▸ **Goal of the exercise**: Pick out every line in the entries below that contains the word "bald", and copy each of those lines in full.

▸ **Given data**:
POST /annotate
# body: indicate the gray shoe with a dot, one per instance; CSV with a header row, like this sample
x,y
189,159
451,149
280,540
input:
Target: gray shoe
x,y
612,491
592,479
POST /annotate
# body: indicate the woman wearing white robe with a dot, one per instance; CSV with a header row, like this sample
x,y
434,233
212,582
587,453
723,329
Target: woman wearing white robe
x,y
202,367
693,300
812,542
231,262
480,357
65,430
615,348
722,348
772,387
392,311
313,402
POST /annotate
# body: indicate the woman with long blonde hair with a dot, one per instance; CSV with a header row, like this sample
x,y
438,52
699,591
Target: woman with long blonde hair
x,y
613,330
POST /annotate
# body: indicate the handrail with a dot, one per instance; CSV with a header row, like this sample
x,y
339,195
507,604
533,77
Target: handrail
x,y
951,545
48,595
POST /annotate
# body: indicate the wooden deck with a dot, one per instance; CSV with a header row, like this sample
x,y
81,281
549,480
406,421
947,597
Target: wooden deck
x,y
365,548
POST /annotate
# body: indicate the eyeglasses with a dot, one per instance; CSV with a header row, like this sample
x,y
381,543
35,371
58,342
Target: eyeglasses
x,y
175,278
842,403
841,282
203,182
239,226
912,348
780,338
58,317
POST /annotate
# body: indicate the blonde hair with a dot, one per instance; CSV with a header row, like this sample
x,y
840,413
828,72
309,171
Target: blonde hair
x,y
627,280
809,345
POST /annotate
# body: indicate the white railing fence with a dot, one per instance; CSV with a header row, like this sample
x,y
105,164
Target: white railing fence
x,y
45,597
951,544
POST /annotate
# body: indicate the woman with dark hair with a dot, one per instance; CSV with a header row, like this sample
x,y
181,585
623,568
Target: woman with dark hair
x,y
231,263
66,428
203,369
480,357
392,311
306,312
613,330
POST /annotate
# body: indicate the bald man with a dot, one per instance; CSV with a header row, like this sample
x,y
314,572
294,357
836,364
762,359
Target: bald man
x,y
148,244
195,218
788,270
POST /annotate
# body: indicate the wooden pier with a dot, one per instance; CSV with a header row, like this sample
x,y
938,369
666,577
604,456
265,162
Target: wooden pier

▸ **Answer to this task**:
# body: indicate the bald man with a dot, one per instance; CSV with a header row, like this sample
Target: bald man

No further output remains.